━━━ Supplied passage ━━━

Welcome back to Buy & Sell, where this week’s theme is “Death of a Sells Man.” I’m adding a few unpopular sells this week as players who are hot who I wouldn’t drop but could flip for great return value, as now is the time when fantasy trade offers tend to heat up. Though despite that, I should remind readers that this list is not a buy-low/sell-high list but mostly analyzing the legitimacy of the hottest and coldest players. But when I want to do a buy-low or sell-high in my column, I let you know in the player blurb text. Then again, the people who tend to complain probably won’t read this anyway. So on with the list!
Jorge Soler (OF, Kansas City Royals)

━━━

Goals
1) Could you format the records, starting at the line that contains "Each instance of the woman takes" and running through the end of the records, as a JSON list of strings with one string per line and blank lines left out?
2) Can you resume the fantasy baseball Buy & Sell column from where it stops?

━━━ Data for this task ━━━

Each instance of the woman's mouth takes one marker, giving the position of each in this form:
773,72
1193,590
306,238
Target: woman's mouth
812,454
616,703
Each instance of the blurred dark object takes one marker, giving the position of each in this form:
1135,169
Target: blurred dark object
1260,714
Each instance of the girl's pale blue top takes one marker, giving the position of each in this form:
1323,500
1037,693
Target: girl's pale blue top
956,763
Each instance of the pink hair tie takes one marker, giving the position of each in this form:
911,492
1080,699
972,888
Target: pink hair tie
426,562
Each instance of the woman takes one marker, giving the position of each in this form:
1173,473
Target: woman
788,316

━━━

Answers
1)
[
  "Each instance of the woman takes one marker, giving the position of each in this form:",
  "1173,473",
  "Target: woman",
  "788,316"
]

2)
He got what he got the hard way, and now I’m a Sol man. Despite playing in a putrid offense and playing half his games in a hitter’s nightmare park, Soler has finally started delivering on his annual preseason hypefest, hitting .292 this week with two homers to raise his season line to .245/.303/.520 with 19 homers, 37 runs, and 51 RBI. Despite the weak surrounding lineup, his place in the heart of the lineup has made him a surprisingly effective run producer, and yet he’s still owned in just a third of ESPN leagues (33%). I’ll admit overlooking him early as Statcast didn’t back his earlier breakout, but he’s been continually improving his strikeout and walk rates, earning his surface numbers more and more, with a validating xBA of .250 and xSLG of .529. It’s a crazy year when a player near the top of the AL home run leaderboard is sitting on so many waiver wires, and it’s time to scoop him in all 12-team formats and stream for power in 10-team average leagues.
Yandy Diaz (1B/3B, Tampa Bay Rays)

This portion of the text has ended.